-- START OF Selected extract --

It’s difficult to define Jadis, because it wears multiple hats: it’s a movie prop house, a museum of pre-computer-era oddities, a cabinet of curiosities, and a retail store.

Oh, and it’s also infamous for almost never being open. Like, ever.

“I tell people, not being open all the time just increases the demand,” Jadis’s owner Susan Lieberman said. “You would take me for granted if I was open regular hours.”

When you walk inside Jadis, you might feel like you’ve found yourself inside a mad collector’s lab: giant interlocking gears, microscopes, cabinets filled with old postcards and eyeglasses, quack science devices from the turn of the century. And if you clap or talk too loudly, there’s a talking head that might yell at you: “My brain hurts. Why you look at me like that. WHYYY?!”

 

(12) NUKE AVOIDANCE. They say all knowledge is contained in…. I thought it was fanzines, but apparently it’s in James Davis Nicoll essays. Today he points out “13 Stories About Surviving a Nuclear War — At Least Briefly”.

Most people now living are too young to remember the Cuban Missile Crisis. It was a fun time when the Americans and the Russians (who at that time were not good buddies but rivals), toyed with seeing just how close they could come to World War Three without pressing the (metaphorical) button. For various reasons, not least of which was that the balance of power of power greatly favoured the United States and the Soviets apparently didn’t fancy atomic suicide for some reason, the stand-off stopped short of nuclear war.

(13) DEATH WHERE IS THY STING. Horror Writers Association President Lisa Morton was one of those asked to explain “How death disappeared from Halloween” for the Washington Post.

Sexy avocado costumes obscure the holiday’s historical roots and the role it once played in allowing people to engage with mortality. What was once a spiritual practice, like so much else, has become largely commercial. While there is nothing better than a baby dressed as a Gryffindor, Halloween is supposed to be about death, a subject Americans aren’t particularly good at addressing. And nowhere is that more evident than in the way we celebrate (or don’t celebrate) Halloween.

-- END OF Selected extract --
-- START OF Supplied material --

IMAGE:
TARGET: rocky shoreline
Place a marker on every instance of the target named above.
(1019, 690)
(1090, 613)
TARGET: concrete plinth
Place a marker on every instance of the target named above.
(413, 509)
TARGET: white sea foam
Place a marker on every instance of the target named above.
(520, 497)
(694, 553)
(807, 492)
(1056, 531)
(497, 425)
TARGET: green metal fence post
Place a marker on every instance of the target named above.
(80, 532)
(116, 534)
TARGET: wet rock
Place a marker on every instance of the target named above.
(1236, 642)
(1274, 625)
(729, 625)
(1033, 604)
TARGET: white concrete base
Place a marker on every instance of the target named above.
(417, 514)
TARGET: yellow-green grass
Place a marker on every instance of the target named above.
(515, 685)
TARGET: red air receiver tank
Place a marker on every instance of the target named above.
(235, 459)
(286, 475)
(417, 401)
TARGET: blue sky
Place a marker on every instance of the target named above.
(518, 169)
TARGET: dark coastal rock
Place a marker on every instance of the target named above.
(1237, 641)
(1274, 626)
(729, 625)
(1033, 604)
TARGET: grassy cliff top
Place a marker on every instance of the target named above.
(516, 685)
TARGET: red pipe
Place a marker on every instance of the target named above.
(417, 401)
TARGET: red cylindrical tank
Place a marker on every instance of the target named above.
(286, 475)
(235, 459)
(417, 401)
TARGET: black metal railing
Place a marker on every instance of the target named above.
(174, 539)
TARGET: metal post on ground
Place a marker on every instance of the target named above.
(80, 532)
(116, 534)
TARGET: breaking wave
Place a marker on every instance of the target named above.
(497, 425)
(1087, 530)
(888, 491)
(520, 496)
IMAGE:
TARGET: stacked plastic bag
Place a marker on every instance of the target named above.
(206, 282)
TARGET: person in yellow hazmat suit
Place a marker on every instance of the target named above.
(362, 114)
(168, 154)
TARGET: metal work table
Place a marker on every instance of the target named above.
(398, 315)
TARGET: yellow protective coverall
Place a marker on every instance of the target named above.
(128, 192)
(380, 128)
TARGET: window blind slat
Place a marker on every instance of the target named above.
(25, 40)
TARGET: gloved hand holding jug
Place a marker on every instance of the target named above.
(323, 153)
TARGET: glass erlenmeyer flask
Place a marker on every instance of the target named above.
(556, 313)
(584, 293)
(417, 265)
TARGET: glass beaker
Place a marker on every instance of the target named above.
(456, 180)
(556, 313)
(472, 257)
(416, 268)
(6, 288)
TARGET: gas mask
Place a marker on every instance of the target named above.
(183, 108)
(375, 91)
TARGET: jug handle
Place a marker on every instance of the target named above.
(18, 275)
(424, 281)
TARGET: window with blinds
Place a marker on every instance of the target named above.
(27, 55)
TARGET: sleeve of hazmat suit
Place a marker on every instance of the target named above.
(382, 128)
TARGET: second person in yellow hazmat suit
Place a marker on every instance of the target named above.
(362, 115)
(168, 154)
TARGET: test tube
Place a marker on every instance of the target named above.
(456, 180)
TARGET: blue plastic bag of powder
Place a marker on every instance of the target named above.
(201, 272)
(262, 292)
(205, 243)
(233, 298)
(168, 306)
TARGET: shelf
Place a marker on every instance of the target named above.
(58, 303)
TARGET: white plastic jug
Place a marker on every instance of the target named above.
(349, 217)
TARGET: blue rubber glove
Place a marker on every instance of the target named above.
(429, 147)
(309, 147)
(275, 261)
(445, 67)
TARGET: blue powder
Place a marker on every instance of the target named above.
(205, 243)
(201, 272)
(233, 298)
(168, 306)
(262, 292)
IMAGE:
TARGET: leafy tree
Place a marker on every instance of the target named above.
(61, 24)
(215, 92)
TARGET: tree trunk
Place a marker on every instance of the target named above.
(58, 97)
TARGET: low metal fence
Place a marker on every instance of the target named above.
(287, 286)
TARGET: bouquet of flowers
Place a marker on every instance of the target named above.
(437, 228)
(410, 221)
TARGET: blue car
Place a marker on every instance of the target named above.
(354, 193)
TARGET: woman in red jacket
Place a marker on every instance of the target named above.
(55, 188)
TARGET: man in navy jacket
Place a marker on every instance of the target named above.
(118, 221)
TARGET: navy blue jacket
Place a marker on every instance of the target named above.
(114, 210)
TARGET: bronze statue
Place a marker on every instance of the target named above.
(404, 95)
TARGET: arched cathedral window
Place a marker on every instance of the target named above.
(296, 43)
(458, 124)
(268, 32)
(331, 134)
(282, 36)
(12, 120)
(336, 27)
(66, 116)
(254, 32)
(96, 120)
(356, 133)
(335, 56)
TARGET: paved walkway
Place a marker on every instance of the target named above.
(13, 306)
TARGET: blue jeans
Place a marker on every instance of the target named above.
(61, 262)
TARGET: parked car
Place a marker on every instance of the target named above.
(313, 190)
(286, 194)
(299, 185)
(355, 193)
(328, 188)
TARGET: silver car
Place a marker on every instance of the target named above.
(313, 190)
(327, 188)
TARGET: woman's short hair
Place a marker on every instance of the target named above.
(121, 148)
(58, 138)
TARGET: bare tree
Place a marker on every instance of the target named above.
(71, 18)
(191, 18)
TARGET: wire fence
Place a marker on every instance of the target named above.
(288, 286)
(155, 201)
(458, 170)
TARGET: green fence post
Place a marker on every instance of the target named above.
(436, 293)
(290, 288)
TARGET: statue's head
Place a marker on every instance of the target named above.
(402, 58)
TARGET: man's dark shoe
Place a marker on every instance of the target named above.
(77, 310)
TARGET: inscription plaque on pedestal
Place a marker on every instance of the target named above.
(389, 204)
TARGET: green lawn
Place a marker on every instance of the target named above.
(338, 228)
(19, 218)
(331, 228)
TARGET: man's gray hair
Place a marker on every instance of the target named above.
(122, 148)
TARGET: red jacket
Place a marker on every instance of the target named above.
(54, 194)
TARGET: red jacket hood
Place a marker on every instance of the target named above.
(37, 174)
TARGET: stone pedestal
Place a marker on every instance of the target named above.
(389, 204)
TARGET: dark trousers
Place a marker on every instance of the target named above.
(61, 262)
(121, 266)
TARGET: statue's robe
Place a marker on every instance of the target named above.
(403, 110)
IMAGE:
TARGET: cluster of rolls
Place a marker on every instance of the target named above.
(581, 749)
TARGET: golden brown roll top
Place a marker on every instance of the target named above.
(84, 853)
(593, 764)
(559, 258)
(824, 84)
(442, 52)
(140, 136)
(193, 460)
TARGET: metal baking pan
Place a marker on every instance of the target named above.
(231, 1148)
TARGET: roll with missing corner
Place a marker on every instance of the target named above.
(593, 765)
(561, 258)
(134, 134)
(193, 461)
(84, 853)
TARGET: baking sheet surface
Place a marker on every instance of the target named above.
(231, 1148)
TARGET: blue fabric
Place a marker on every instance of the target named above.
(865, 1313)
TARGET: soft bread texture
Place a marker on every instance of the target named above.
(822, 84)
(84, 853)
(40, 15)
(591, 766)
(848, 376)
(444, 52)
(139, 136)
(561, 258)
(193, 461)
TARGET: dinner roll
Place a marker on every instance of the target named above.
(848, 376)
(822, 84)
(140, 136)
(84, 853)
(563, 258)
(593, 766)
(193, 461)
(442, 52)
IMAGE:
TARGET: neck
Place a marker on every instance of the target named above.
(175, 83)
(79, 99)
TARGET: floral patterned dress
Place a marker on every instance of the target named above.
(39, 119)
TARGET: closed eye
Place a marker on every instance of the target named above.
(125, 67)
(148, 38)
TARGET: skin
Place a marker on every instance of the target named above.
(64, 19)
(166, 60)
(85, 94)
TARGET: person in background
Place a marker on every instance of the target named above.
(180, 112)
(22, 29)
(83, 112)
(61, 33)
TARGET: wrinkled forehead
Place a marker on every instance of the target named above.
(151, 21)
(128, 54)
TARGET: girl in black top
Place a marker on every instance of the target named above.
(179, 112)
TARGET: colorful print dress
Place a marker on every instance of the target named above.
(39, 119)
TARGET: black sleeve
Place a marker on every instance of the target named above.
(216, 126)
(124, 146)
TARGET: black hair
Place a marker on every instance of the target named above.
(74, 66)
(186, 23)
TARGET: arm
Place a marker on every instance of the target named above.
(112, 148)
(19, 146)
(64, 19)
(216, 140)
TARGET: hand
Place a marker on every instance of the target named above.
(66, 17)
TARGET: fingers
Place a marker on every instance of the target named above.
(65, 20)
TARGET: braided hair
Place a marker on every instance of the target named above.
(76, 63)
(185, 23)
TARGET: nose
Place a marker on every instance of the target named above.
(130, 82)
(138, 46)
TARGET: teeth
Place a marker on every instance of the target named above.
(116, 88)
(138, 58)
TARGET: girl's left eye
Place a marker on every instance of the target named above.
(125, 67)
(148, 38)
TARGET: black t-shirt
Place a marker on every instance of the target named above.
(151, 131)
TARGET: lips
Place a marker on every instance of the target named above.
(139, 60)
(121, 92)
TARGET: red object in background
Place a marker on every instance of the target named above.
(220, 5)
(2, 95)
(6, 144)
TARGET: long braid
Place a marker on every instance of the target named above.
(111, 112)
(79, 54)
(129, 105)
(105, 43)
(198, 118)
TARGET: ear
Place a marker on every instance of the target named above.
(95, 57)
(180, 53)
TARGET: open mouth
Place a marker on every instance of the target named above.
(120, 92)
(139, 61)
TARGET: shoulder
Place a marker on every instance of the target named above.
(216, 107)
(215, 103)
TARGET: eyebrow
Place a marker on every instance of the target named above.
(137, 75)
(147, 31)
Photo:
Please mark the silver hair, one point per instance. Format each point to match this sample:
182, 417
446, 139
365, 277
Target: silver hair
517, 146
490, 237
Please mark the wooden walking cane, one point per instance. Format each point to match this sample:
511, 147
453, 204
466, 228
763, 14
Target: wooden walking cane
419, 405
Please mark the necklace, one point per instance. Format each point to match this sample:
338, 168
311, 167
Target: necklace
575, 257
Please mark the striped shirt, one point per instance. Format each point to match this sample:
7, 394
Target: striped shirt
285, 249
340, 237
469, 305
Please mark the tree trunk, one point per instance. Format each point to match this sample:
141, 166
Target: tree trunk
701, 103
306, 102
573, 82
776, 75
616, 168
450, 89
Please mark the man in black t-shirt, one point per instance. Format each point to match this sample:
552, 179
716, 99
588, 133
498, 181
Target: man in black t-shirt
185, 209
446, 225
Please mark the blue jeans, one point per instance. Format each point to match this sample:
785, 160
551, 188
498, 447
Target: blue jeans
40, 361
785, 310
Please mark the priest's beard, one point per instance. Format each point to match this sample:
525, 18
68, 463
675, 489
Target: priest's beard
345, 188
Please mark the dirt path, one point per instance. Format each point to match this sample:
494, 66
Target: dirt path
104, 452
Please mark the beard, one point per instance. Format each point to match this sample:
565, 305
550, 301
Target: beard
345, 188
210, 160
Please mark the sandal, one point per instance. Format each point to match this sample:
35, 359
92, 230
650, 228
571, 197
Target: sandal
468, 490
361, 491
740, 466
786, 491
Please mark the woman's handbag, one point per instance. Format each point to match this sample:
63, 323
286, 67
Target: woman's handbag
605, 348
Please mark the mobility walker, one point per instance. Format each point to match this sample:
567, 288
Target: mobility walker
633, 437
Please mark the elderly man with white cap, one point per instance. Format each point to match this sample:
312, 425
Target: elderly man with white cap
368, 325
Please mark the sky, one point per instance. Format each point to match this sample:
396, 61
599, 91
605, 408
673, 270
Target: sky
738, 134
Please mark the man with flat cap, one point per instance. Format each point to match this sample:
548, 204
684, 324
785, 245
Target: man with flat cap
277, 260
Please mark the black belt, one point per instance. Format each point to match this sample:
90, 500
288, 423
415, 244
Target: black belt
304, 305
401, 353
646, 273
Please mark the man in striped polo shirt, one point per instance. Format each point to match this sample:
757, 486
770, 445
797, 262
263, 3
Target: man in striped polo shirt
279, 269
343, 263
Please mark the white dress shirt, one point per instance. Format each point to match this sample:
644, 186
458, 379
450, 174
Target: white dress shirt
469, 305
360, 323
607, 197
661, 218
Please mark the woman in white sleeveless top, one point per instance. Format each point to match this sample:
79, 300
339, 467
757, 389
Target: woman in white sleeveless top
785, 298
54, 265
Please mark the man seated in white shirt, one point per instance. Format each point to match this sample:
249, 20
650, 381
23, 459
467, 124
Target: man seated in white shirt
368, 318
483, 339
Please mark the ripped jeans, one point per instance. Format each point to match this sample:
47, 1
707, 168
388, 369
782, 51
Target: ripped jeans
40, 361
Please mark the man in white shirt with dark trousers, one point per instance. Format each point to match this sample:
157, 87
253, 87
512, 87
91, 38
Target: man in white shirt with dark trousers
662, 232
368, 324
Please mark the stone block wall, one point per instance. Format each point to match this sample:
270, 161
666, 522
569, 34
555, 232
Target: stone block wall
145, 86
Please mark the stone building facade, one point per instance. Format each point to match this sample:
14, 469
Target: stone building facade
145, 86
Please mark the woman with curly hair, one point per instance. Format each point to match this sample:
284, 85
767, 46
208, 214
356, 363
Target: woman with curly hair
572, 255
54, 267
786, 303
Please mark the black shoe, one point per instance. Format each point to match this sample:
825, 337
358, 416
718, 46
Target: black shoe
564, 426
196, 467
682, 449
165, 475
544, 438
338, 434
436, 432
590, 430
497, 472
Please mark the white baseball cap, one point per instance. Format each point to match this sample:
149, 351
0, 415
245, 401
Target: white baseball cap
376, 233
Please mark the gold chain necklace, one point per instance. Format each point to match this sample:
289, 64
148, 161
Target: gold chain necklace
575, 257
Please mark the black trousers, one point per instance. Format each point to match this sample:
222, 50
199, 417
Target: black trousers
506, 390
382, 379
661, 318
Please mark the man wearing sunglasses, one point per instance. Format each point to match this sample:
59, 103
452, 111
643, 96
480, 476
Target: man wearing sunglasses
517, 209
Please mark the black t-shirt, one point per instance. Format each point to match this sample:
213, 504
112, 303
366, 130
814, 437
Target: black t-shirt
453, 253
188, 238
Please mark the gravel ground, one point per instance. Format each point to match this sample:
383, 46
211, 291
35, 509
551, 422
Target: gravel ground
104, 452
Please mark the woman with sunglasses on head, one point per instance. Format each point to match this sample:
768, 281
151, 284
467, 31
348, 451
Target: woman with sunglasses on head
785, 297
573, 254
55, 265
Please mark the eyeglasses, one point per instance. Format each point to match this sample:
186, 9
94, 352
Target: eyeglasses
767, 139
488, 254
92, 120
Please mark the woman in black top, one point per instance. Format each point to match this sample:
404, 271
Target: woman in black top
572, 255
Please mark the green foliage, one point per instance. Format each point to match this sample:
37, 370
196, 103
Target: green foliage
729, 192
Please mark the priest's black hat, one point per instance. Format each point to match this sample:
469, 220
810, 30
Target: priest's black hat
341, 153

-- END OF Supplied material --

== Written instruction ==
Transcribe the passage of the excerpt above that opens with the words containing "(13) DEATH WHERE" and closes with "the Washington Post.".

== Output of the exercise ==
(13) DEATH WHERE IS THY STING. Horror Writers Association President Lisa Morton was one of those asked to explain “How death disappeared from Halloween” for the Washington Post.